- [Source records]
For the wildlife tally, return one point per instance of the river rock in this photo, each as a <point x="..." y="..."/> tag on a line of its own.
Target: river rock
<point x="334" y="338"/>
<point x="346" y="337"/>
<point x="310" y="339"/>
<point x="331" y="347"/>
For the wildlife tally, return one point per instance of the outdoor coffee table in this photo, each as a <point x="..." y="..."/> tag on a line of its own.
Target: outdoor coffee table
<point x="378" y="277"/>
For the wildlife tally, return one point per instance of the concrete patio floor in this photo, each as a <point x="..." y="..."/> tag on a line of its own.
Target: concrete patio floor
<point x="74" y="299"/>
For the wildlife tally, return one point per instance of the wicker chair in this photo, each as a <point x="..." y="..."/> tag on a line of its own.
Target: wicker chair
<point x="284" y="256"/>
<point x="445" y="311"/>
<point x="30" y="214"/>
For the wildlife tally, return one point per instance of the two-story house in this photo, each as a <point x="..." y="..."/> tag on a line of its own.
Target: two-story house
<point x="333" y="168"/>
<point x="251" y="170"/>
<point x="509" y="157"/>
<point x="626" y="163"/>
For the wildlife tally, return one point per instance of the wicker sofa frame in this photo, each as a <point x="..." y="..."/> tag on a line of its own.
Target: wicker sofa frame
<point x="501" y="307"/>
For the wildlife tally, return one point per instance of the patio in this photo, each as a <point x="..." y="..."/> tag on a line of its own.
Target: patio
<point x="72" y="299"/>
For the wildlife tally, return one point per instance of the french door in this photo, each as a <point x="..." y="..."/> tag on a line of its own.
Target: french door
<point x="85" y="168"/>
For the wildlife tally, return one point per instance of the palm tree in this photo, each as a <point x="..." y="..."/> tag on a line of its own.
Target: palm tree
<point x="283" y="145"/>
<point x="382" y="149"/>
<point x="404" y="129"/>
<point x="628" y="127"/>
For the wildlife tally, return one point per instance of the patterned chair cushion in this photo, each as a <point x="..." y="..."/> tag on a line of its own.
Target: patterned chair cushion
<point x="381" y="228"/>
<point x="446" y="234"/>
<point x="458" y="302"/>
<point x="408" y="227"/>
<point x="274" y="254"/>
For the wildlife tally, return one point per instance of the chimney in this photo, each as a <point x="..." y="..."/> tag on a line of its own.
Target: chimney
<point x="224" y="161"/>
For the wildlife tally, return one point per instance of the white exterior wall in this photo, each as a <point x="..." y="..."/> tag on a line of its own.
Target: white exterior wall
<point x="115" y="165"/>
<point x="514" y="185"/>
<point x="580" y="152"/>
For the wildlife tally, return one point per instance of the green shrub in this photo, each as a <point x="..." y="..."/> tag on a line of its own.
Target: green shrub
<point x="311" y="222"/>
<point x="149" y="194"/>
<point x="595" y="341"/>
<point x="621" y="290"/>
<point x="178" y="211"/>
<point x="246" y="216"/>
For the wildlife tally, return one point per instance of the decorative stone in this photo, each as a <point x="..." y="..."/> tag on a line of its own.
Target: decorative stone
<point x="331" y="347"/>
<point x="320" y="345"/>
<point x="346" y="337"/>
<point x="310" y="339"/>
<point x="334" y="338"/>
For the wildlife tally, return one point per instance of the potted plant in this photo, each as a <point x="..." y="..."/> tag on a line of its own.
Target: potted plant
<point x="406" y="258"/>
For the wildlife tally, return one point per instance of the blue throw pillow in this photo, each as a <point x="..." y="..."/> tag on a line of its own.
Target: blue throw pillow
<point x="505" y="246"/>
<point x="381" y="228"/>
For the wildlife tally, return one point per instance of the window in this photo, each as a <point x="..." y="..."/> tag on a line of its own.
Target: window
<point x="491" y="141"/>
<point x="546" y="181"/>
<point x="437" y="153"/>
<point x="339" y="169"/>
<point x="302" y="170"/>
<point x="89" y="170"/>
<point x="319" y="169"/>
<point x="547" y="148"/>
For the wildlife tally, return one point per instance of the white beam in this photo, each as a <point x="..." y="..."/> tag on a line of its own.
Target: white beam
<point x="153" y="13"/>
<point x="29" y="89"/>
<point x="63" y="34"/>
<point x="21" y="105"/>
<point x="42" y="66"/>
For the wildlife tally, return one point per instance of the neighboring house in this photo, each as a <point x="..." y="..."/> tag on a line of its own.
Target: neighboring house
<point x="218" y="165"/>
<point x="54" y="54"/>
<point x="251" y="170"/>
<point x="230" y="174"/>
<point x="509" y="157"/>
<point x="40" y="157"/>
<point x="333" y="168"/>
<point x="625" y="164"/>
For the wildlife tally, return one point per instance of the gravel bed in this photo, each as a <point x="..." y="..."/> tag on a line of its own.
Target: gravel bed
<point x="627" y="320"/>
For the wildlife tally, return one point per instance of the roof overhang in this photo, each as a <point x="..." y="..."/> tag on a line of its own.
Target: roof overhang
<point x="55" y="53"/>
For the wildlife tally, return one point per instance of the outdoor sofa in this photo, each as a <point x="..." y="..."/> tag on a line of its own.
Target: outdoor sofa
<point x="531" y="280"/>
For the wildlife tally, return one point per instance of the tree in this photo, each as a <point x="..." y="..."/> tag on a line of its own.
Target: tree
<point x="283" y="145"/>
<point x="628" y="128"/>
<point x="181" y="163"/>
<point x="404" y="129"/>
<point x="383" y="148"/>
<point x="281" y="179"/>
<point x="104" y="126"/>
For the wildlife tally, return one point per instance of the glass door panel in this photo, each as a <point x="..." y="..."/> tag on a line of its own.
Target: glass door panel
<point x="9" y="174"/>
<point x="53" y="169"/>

- [Your instructions] Your task is to repeat every entry exactly.

- [Exercise result]
For the wildlife tally, return one point per instance of the river rock in this photo, each as a <point x="..." y="..."/> tag on a line of its own.
Target: river rock
<point x="334" y="338"/>
<point x="346" y="337"/>
<point x="310" y="339"/>
<point x="331" y="347"/>
For the wildlife tally, return one point per instance of the outdoor coffee table in this photo, each as a <point x="..." y="..."/> tag on a line of its own.
Target: outdoor coffee table
<point x="378" y="277"/>
For the wildlife tally, return one point per instance of the concrete patio floor in this photo, each as a <point x="..." y="..."/> tag on a line of its own.
Target: concrete patio floor
<point x="74" y="299"/>
For the wildlife tally, return one point per instance of the wicker chair in this photo, each as a <point x="..." y="..."/> tag on a line of its own.
Target: wicker chair
<point x="284" y="256"/>
<point x="445" y="311"/>
<point x="30" y="214"/>
For the wildlife tally, return one point per instance of the two-story house in this photo, each as a <point x="..." y="..."/> tag on a line of its own.
Target: two-story house
<point x="333" y="168"/>
<point x="251" y="170"/>
<point x="509" y="157"/>
<point x="626" y="163"/>
For the wildlife tally, return one point per instance of the wicker sofa frame in this photo, each as a <point x="..." y="..."/> tag on a line of its own.
Target: wicker sofa frame
<point x="501" y="307"/>
For the wildlife tally, return one point per instance of the patio in this photo, each as a <point x="..." y="..."/> tag on a line of its own.
Target: patio
<point x="72" y="299"/>
For the wildlife tally, return one point per instance of the french door in this photo, each as a <point x="..." y="..."/> tag on a line of its own.
Target: french door
<point x="85" y="168"/>
For the wildlife tally, return one point per instance of the palm tree in this photo, each as a <point x="..." y="..."/> tag on a line of its own.
Target: palm tree
<point x="283" y="145"/>
<point x="382" y="149"/>
<point x="404" y="129"/>
<point x="628" y="127"/>
For the wildlife tally, return one point per instance of the patterned chair cushion in this photo, each as a <point x="..." y="..."/> tag on a line of its own.
Target: patterned chair cushion
<point x="381" y="228"/>
<point x="446" y="234"/>
<point x="458" y="302"/>
<point x="408" y="227"/>
<point x="274" y="254"/>
For the wildlife tally, return one point per instance of the chimney in this photo, each as a <point x="..." y="..."/> tag on a line of its own.
Target: chimney
<point x="224" y="161"/>
For the wildlife tally, return one point per instance of the white exterior wall in this photo, each as a <point x="..." y="..."/> tag on a line of its own.
Target: white exterior wall
<point x="115" y="165"/>
<point x="514" y="185"/>
<point x="580" y="152"/>
For the wildlife tally, return one point per instance of the green shrub in this photo, each as a <point x="..." y="..."/> tag on a line of its own.
Target: green shrub
<point x="311" y="222"/>
<point x="149" y="194"/>
<point x="595" y="341"/>
<point x="621" y="290"/>
<point x="178" y="211"/>
<point x="246" y="216"/>
For the wildlife tally, return one point per instance of the decorative stone in this photo, each as a <point x="..." y="..."/> tag on a line of its own.
Target: decorative stone
<point x="331" y="347"/>
<point x="320" y="345"/>
<point x="346" y="337"/>
<point x="310" y="339"/>
<point x="334" y="338"/>
For the wildlife tally, return one point per instance of the potted plant in this photo, each as a <point x="..." y="..."/> tag on a line of its own.
Target: potted plant
<point x="406" y="258"/>
For the wildlife tally, return one point per instance of the blue throw pillow in this photo, each as a <point x="..." y="..."/> tag on a line of its own.
Target: blue throw pillow
<point x="505" y="246"/>
<point x="381" y="228"/>
For the wildlife tally, return one point per instance of the window in this photo, each as a <point x="..." y="..."/> tag on a line of its own.
Target: window
<point x="491" y="141"/>
<point x="546" y="181"/>
<point x="437" y="153"/>
<point x="339" y="169"/>
<point x="302" y="170"/>
<point x="89" y="170"/>
<point x="319" y="169"/>
<point x="547" y="148"/>
For the wildlife tally, return one point per instance of the white beam in this photo, each as a <point x="..." y="..."/> tag on a line of its own.
Target: white beam
<point x="153" y="13"/>
<point x="29" y="89"/>
<point x="63" y="34"/>
<point x="21" y="105"/>
<point x="42" y="66"/>
For the wildlife tally, return one point per instance of the neighboring house in this photo, each as a <point x="..." y="..."/> tag on a line of its own.
Target: neighboring house
<point x="218" y="165"/>
<point x="54" y="54"/>
<point x="251" y="170"/>
<point x="230" y="174"/>
<point x="509" y="157"/>
<point x="40" y="157"/>
<point x="333" y="168"/>
<point x="625" y="164"/>
For the wildlife tally, return one point per instance of the gravel bed in this photo, each as a <point x="..." y="..."/> tag on a line of its own.
Target: gravel bed
<point x="627" y="320"/>
For the wildlife tally, return one point per instance of the roof overhang in this photo, each as a <point x="..." y="..."/> tag on a line of its own.
Target: roof overhang
<point x="55" y="53"/>
For the wildlife tally, return one point per instance of the outdoor sofa in this photo, each as a <point x="..." y="..."/> tag on a line of its own.
Target: outdoor sofa
<point x="531" y="280"/>
For the wildlife tally, return one point per instance of the tree in this photo, each as a <point x="..." y="..."/> tag on a line of its own.
Target: tree
<point x="283" y="145"/>
<point x="628" y="128"/>
<point x="181" y="163"/>
<point x="404" y="129"/>
<point x="383" y="148"/>
<point x="281" y="179"/>
<point x="104" y="126"/>
For the wildlife tally, return one point per instance of the glass door panel in this photo, each as a <point x="..." y="..."/> tag on a line of its own.
Target: glass door panel
<point x="9" y="174"/>
<point x="53" y="169"/>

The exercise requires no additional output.